▶ Task to carry out
Transcribe each of the entries below line for line, with no change to any word, number, or punctuation mark.

▶ Dataset content

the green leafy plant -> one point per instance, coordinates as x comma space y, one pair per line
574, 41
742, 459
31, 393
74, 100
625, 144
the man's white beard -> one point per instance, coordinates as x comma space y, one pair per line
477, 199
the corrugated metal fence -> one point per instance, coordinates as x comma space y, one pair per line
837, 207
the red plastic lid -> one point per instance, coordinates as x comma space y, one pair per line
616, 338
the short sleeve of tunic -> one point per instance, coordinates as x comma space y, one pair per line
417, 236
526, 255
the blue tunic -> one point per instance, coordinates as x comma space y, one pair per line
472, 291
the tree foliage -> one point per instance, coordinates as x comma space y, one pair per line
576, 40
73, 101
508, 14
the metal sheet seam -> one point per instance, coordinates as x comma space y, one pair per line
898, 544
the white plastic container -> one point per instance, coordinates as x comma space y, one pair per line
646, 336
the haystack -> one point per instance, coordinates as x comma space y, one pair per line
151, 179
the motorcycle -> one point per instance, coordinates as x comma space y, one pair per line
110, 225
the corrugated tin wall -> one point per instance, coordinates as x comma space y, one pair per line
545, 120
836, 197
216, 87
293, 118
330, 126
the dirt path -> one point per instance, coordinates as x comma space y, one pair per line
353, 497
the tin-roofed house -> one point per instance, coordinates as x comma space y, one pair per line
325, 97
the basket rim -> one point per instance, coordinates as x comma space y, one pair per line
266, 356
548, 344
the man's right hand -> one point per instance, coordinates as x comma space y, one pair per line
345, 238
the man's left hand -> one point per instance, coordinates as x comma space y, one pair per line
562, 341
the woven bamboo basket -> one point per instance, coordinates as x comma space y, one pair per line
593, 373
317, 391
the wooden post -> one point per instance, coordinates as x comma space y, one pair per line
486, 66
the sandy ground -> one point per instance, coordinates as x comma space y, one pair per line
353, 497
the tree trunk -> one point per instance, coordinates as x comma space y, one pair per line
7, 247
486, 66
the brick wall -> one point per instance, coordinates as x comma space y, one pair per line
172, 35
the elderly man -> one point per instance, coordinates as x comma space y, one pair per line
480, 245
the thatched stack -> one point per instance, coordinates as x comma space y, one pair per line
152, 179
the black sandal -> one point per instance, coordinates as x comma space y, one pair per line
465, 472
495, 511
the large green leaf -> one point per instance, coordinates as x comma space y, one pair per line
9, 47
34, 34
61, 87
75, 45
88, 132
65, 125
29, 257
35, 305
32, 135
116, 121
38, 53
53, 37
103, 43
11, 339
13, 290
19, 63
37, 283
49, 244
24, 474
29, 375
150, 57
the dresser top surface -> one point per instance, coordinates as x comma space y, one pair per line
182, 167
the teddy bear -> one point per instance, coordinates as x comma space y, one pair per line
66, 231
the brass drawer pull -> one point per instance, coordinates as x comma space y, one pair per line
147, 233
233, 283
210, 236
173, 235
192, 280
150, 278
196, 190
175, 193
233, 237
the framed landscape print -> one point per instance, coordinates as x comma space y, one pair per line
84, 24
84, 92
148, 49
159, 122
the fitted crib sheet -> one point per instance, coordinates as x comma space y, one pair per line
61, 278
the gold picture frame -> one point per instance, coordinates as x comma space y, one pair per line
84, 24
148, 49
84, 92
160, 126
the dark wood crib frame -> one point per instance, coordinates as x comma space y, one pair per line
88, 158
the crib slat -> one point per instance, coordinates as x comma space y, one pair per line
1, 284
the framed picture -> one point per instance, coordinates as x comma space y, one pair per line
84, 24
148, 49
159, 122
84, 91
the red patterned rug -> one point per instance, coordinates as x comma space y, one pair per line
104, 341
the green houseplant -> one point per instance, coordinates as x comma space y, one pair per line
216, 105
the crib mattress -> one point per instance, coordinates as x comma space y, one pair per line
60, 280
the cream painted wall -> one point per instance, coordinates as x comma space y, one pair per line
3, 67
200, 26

▶ Written solution
the green leafy plant -> one point per instance, coordinates as x comma space y, one pair per line
574, 41
742, 459
31, 393
74, 100
625, 144
the man's white beard -> one point per instance, coordinates as x comma space y, one pair per line
477, 199
the corrugated metal fence -> one point per instance, coordinates as x comma space y, one pair per line
837, 207
the red plastic lid -> one point per instance, coordinates as x comma space y, one pair per line
616, 338
the short sleeve of tunic -> one point per instance, coordinates as x comma space y, one pair per line
417, 236
526, 255
the blue tunic -> one point per instance, coordinates as x comma space y, one pair per line
472, 291
the tree foliage -> one point per instance, coordinates as x comma space y, one pair per line
576, 40
73, 101
508, 14
the metal sheet seam -> one point per instance, coordinates as x comma space y, one pair per line
898, 544
the white plastic container -> one point per instance, coordinates as x comma space y, one pair per line
646, 336
the haystack -> one point per instance, coordinates as x comma space y, one pair per line
151, 179
the motorcycle -> one point per instance, coordinates as x comma space y, one pair per line
110, 225
the corrugated tin wall -> one point per instance, coordinates as x comma space y, one pair per line
545, 120
836, 197
216, 87
293, 118
330, 126
the dirt path -> one point per instance, coordinates as x comma space y, one pair per line
353, 497
the tin-roofed house -> one point per instance, coordinates as x comma space y, one pair per line
325, 97
the basket rim -> one point per instance, coordinates as x comma space y, one pair per line
266, 356
548, 344
the man's right hand -> one point per instance, coordinates as x comma space y, one pair per line
345, 238
the man's left hand -> one point per instance, coordinates as x comma space y, one pair per line
562, 341
the woven bamboo basket -> one point per instance, coordinates as x comma space y, one pair per line
593, 373
317, 391
the wooden post -> one point per instance, coordinates as x comma space y, one pair per line
486, 66
the sandy ground -> one point per instance, coordinates as x comma space y, one pair per line
353, 497
the tree trunk -> one point per instance, coordinates as x comma space y, one pair per line
7, 247
486, 66
the brick wall -> one point per instance, coordinates as x comma space y, one pair per line
172, 35
the elderly man -> one point per instance, coordinates as x comma space y, one pair per line
480, 245
the thatched stack -> one point per instance, coordinates as x comma space y, one pair per line
152, 179
the black sandal -> one point per instance, coordinates as x comma space y, one pair per line
465, 472
495, 511
the large green leaf -> one point per instance, coordinates as x comma space y, one pair per line
9, 47
34, 34
61, 87
75, 45
88, 132
65, 125
29, 257
35, 305
32, 135
116, 121
38, 53
53, 37
103, 43
11, 339
13, 290
19, 63
37, 283
49, 244
24, 474
29, 375
150, 57
the dresser top surface -> one point per instance, coordinates as x comma space y, one pair per line
182, 167
the teddy bear -> one point per instance, coordinates as x comma space y, one pair per line
66, 231
the brass drawer pull -> one point per instance, coordinates as x comma space y, one pair per line
147, 233
233, 283
210, 236
173, 235
192, 280
150, 278
196, 190
175, 193
233, 237
the framed landscape print -> one point per instance, coordinates as x comma space y, one pair per line
84, 24
84, 92
148, 49
159, 122
the fitted crib sheet -> one point per instance, coordinates as x comma space y, one pair per line
61, 278
the gold picture frame -> one point per instance, coordinates as x comma space y, one pair per line
84, 24
148, 49
84, 92
160, 126
the dark wood crib frame -> one point per instance, coordinates as x comma space y, one pair per line
88, 158
the crib slat -> one point per instance, coordinates as x comma space y, one pair per line
1, 284
the framed picture -> one point per instance, coordinates as x comma space y, one pair per line
84, 24
148, 49
159, 122
84, 91
the red patterned rug -> one point per instance, coordinates as x comma space y, one pair per line
104, 341
the green houseplant -> one point per instance, coordinates as x comma space y, one pair per line
216, 105
the crib mattress -> one point per instance, coordinates as x comma space y, one pair per line
60, 280
the cream painted wall -> one point per instance, coordinates as x comma space y, one pair per line
3, 67
200, 26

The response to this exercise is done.